§ EXERCISE BRIEF
Leave out the pictures and copy each record below exactly.

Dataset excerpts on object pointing
++++++++++++++++++++

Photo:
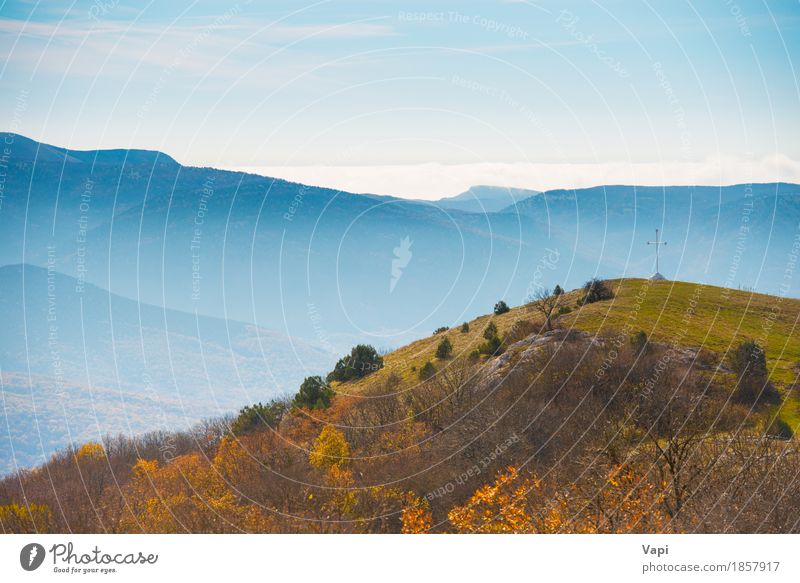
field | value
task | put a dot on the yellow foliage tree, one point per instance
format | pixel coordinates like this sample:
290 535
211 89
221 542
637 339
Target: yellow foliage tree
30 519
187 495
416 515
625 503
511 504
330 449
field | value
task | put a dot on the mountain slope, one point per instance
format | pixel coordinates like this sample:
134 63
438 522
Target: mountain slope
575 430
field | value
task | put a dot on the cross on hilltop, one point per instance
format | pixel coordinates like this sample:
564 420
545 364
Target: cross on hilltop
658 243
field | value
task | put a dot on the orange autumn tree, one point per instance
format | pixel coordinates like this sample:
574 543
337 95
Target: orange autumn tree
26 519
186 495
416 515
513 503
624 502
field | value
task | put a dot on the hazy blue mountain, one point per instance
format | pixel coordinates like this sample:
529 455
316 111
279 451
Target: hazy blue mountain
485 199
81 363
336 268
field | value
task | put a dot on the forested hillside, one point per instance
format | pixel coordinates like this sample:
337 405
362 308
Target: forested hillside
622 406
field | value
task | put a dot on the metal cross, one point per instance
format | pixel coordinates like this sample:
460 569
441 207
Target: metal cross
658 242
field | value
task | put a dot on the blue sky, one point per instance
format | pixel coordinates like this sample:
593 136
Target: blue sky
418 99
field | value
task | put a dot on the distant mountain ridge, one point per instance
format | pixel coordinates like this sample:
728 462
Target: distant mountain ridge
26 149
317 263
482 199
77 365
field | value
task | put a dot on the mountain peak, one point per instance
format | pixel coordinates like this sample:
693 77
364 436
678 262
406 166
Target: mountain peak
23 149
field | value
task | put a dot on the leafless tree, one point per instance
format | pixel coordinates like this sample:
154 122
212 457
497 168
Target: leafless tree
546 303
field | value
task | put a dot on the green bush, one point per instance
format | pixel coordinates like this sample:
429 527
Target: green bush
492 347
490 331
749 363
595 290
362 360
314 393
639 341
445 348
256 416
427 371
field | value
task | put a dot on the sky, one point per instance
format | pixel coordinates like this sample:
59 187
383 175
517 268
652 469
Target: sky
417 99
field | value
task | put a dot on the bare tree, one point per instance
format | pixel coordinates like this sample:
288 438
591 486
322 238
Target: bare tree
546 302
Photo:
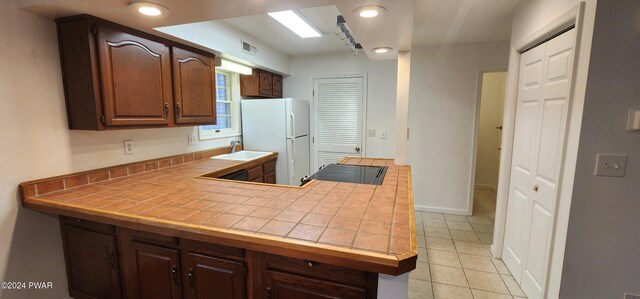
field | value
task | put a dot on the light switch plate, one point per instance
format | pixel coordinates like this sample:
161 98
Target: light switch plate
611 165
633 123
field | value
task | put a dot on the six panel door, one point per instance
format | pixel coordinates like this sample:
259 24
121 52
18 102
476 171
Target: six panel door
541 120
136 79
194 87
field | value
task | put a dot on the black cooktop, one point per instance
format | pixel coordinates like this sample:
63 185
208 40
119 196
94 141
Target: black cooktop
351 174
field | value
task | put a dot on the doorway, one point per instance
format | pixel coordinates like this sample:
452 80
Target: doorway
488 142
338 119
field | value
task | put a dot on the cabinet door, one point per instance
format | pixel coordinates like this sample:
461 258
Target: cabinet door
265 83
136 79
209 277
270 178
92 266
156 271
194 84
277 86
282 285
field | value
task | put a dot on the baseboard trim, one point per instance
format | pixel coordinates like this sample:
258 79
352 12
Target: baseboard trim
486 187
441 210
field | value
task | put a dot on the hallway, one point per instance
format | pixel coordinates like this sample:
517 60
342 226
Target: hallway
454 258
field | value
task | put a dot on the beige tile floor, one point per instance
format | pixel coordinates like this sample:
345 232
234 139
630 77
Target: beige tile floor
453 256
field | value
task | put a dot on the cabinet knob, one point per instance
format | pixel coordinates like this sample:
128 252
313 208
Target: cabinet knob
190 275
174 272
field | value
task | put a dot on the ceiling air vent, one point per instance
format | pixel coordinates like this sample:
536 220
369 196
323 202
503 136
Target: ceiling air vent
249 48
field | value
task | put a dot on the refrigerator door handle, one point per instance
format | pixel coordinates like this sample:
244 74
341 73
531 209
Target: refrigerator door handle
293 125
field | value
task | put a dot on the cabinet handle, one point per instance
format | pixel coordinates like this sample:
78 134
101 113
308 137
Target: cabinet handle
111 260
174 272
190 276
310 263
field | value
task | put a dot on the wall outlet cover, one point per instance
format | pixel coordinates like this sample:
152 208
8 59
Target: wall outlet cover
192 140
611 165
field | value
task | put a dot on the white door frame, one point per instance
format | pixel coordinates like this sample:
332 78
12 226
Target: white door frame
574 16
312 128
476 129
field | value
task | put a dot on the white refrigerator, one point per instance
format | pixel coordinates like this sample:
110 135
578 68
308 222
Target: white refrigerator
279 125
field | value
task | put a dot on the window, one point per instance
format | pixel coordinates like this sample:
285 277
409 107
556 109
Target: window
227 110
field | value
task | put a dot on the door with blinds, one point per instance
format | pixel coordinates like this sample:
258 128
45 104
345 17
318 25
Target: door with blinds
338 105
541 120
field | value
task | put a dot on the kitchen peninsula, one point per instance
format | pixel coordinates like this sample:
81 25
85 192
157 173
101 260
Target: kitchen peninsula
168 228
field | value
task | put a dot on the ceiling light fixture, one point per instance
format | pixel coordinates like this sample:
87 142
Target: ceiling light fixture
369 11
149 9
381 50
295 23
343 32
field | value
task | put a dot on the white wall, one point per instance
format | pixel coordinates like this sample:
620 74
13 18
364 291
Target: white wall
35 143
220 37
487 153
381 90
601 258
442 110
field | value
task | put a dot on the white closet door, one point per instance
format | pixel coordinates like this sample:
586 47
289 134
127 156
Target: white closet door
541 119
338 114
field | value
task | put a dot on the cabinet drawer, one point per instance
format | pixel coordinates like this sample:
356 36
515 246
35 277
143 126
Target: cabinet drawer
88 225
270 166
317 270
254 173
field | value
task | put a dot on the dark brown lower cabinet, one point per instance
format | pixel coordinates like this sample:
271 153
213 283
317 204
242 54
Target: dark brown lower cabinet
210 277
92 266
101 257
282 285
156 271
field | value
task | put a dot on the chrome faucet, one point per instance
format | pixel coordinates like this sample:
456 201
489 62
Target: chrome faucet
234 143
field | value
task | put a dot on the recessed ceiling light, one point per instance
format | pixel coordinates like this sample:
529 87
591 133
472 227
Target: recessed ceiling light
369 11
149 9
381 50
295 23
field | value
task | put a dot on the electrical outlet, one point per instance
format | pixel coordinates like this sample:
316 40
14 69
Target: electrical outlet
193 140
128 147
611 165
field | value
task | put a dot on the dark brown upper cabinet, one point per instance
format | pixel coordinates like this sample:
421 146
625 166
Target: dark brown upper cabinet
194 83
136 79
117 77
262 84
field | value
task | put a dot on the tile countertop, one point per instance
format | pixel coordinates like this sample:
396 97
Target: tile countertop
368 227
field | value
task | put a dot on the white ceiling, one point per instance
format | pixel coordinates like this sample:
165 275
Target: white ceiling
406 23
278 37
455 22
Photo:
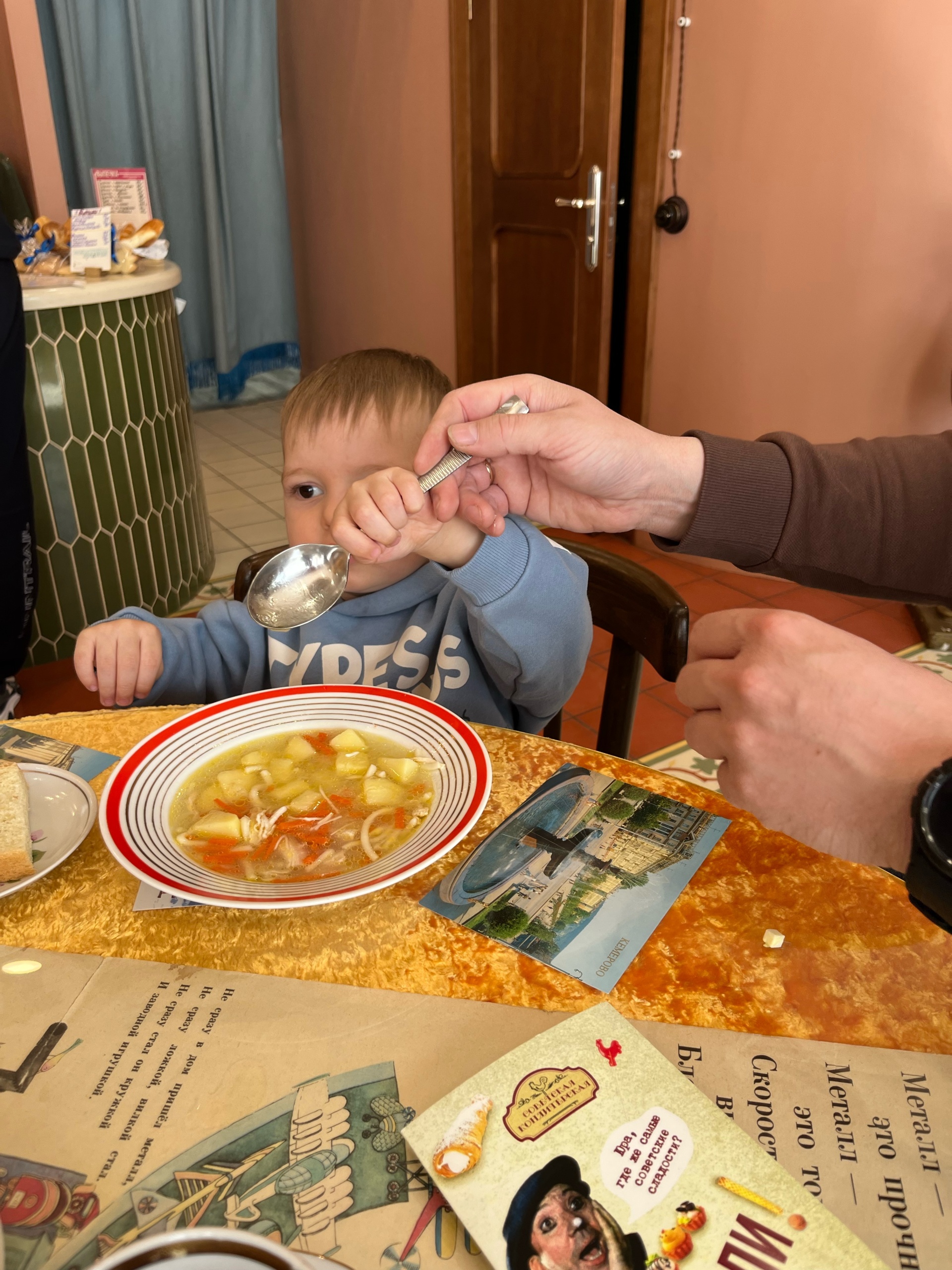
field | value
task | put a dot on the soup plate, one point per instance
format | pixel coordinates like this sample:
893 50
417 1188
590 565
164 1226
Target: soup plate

++++++++++++++++++++

§ RESULT BELOW
Photo:
field | value
task | put a dot on the yellow foliage tree, one point per instance
format | pixel coordinates like this sample:
290 535
211 89
221 542
637 339
Target: yellow foliage tree
30 519
187 495
416 515
625 503
511 504
330 449
field | value
task | put a dot on the mountain slope, one point per instance
format | pixel coordinates like this sample:
134 63
438 522
Target: mountain slope
575 430
field | value
task | put a dot on the cross on hilltop, one point per instance
format | pixel coordinates like this sample:
564 420
545 364
Target: cross on hilltop
658 243
field | value
task | put a dot on the orange autumn tree, one point per instance
format | pixel coordinates like this sample:
574 543
337 95
Target: orange autumn tree
26 519
186 495
416 515
513 503
624 502
field | value
task | put a dot on the hazy blue mountain, one point per instance
format | pixel coordinates like this sample:
529 455
316 111
279 451
Target: hazy blue mountain
485 199
81 363
336 268
field | value
task | put a dot on the forested hillside, one point per instance
format | pixel coordinates like this sample:
337 405
362 308
Target: forested hillside
622 406
field | value
task | put a dot on the metal cross, one point per instance
format | pixel coordinates like this sample:
460 569
441 207
Target: metal cross
658 242
field | value
task | put a dot on the blue sky, one point per instance
format | pixel coordinates like this sample:
593 136
Target: blue sky
418 99
field | value
task | put a dot on the distant mountain ridge, one point per instance
format | pixel coordinates like this sample:
728 462
Target: distant mountain ridge
26 149
317 263
482 199
77 365
field | value
task | put a dot on the mountain peak, one point per instance
format | pixel coordinates like this sample:
693 77
364 436
678 262
406 166
Target: mountain peak
23 149
field | value
task | put a dot on the leafless tree, one point per instance
format | pixel coordinates like this sample:
154 122
212 457
497 168
Target: leafless tree
546 303
field | value
task | put a dot on the green bush, one point per instance
format | pixel coordinates like this sample:
429 527
Target: green bush
492 347
490 331
749 363
595 290
362 360
314 393
639 341
445 348
256 416
427 371
field | value
task | put a dot on the sky, one point per instance
format | pixel coordinates like this sample:
59 187
383 175
517 268
652 469
Target: sky
417 99
field | value
task | put a dot on the bare tree, one point per instance
format | pixel coordinates like this sample:
288 438
591 486
322 238
Target: bare tree
546 302
Photo:
field | value
task | put a dot on the light switch plate, one point per instance
format | pixel coordinates like this sample:
161 98
Target: light switch plate
611 165
633 123
field | value
task | put a dot on the six panel door, one point per instance
format | pixel coordinates like this sample:
259 24
121 52
18 102
476 171
Target: six panel door
541 120
136 79
194 87
field | value
task | put a dot on the black cooktop, one point per instance
format | pixel coordinates like this sample:
63 185
208 40
119 196
94 141
Target: black cooktop
351 174
field | value
task | put a dot on the doorway, one point per instance
format | pixel coordinates like this sample:
452 80
Target: doorway
488 142
338 119
field | value
task | put a dot on the cabinet door, one point per instance
format | pixel coordinates like this sample:
461 258
Target: cabinet door
265 83
136 79
209 277
270 178
92 266
156 271
194 84
277 86
282 285
field | value
task | put a dot on the baseboard trim, one point per instance
format | pixel coordinates like this sample:
258 79
352 12
Target: baseboard trim
486 187
441 210
field | value
task | put a dot on the hallway, one point per instance
format | pixel coordinates like this sample:
517 60
342 226
Target: hallway
454 258
field | value
task | put a dot on the beige tile floor, one point per instance
format | pixel coordinates like this sample:
345 232
234 139
630 77
Target: beige tile floor
453 256
field | value
task | put a dot on the cabinet knob, one point per instance
format | pixel coordinates like this sample:
128 252
313 208
Target: cabinet knob
190 275
174 272
field | value
task | put a dot on the ceiling air vent, one point per instance
format | pixel coordinates like this sample:
536 220
369 196
323 202
503 136
Target: ceiling air vent
249 48
field | value
task | put a dot on the refrigerator door handle, one point per instance
format | pixel coordinates like this sample:
244 74
341 73
531 209
Target: refrigerator door handle
293 125
field | value
task | put a dot on the cabinet handle, one point per instance
format | pixel coordinates like this sample:
78 134
101 113
308 137
Target: cabinet handle
111 260
174 272
190 276
310 263
field | value
task | put a dot on the wall outlet cover, one point per instance
format | pixel coordinates like this sample:
152 208
8 59
Target: wall outlet cover
192 140
611 165
field | value
task | put a dot on the white door frame, one point per instance
format | pixel coordinates like this sample:
332 78
12 226
Target: white door frame
574 16
312 128
476 129
field | value
task | put a dot on the white refrigerator, one point per instance
format | pixel coordinates like this sample:
110 135
578 68
308 222
Target: white refrigerator
279 125
field | value
task | put a dot on the window, one point per instance
format | pixel coordinates like this sample:
285 277
409 107
556 109
Target: window
227 110
field | value
task | put a dot on the door with blinds, one point per instance
format | pixel coordinates like this sample:
258 128
45 104
345 17
318 25
Target: door with blinds
338 105
541 120
field | value
task | put a dot on the kitchen peninsula, one point per instance
format | pixel coordinates like this sample:
81 25
85 192
157 173
101 260
Target: kitchen peninsula
168 228
field | value
task | put a dot on the ceiling light fixture, one point per instance
format | pixel coordinates like this sample:
87 142
Target: ceiling light fixture
369 11
149 9
381 50
295 23
343 32
field | value
task | put a dot on the white wall, one point per instance
format | pixel coordinates like this sample:
620 74
13 18
364 291
Target: white wall
35 143
220 37
487 153
381 90
601 258
442 110
field | value
task | put a dot on the white closet door, one point per instance
format | pixel coordinates like this sample:
586 47
289 134
127 156
Target: white closet door
541 119
338 114
field | value
task | put a dot on the cabinet drawer, one point per instance
format | pixel coordinates like this sample:
356 36
515 246
35 277
143 126
Target: cabinet drawer
88 225
270 166
317 270
254 173
field | value
task | put a dot on the dark brown lower cabinet, one point per instance
format | pixel coordinates like this sample:
271 153
213 283
317 204
242 54
Target: dark brown lower cabinet
210 277
92 266
101 257
282 285
156 271
field | value
task | put a dot on the chrome faucet, one point per instance
format | pixel coordinates like this sample:
456 201
489 62
Target: chrome faucet
234 143
field | value
task | put a dot on the recessed ceiling light, one point per instance
format | pixel coordinates like this sample:
529 87
591 133
472 227
Target: recessed ceiling light
369 11
149 9
381 50
295 23
field | value
task | put a dot on the electrical outlet, one point per instance
format | pixel coordinates like this sample:
316 40
14 69
Target: electrical outlet
193 140
128 147
611 165
field | value
task | put a dot on the dark brown upper cabinet, one point per instance
format | pixel coordinates like this sample:
421 146
625 166
Target: dark brown upper cabinet
194 83
136 79
117 77
262 84
field | value
task | put a dot on the tile countertop, one point per instance
format | pixel coordinates like this sample:
396 97
Target: tile countertop
368 227
field | value
task | put a dot on the white ceiling, one point per instance
format | pixel coordinates like this sample:
165 275
Target: white ceiling
406 23
278 37
455 22
Photo:
field | value
task | put a dot on the soup plate, one point per instance
format | pixel coordinates like this sample:
893 50
417 1188
590 565
164 1226
Target: soup plate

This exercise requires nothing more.